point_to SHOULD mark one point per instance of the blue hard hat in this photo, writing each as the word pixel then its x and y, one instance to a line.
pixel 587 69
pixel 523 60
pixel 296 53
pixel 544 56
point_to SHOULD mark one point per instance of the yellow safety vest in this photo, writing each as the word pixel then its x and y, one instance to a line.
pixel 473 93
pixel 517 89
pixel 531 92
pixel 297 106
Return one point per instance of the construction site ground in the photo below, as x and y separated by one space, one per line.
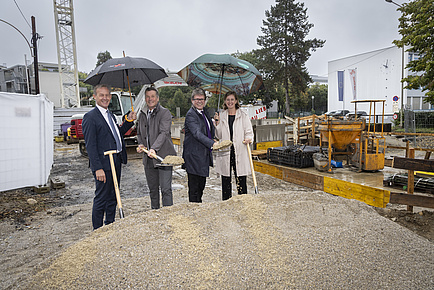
39 231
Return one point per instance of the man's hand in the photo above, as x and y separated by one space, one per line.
152 153
132 116
140 148
100 175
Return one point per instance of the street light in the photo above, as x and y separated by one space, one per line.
390 1
33 49
402 73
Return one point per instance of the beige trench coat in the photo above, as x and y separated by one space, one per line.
242 130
---
| What you should do |
No line before the one containing "Return one point per instance of the street" should be copied; restate that line and all the rest through the end of the data above word for word.

| Response area |
Return one point per instance of the street light in the photo above, as x and y separated by one space, one per line.
390 1
33 49
402 73
Return one point per instance of the beige trench coat in the photo above, as x and y separated by one space, one per line.
242 130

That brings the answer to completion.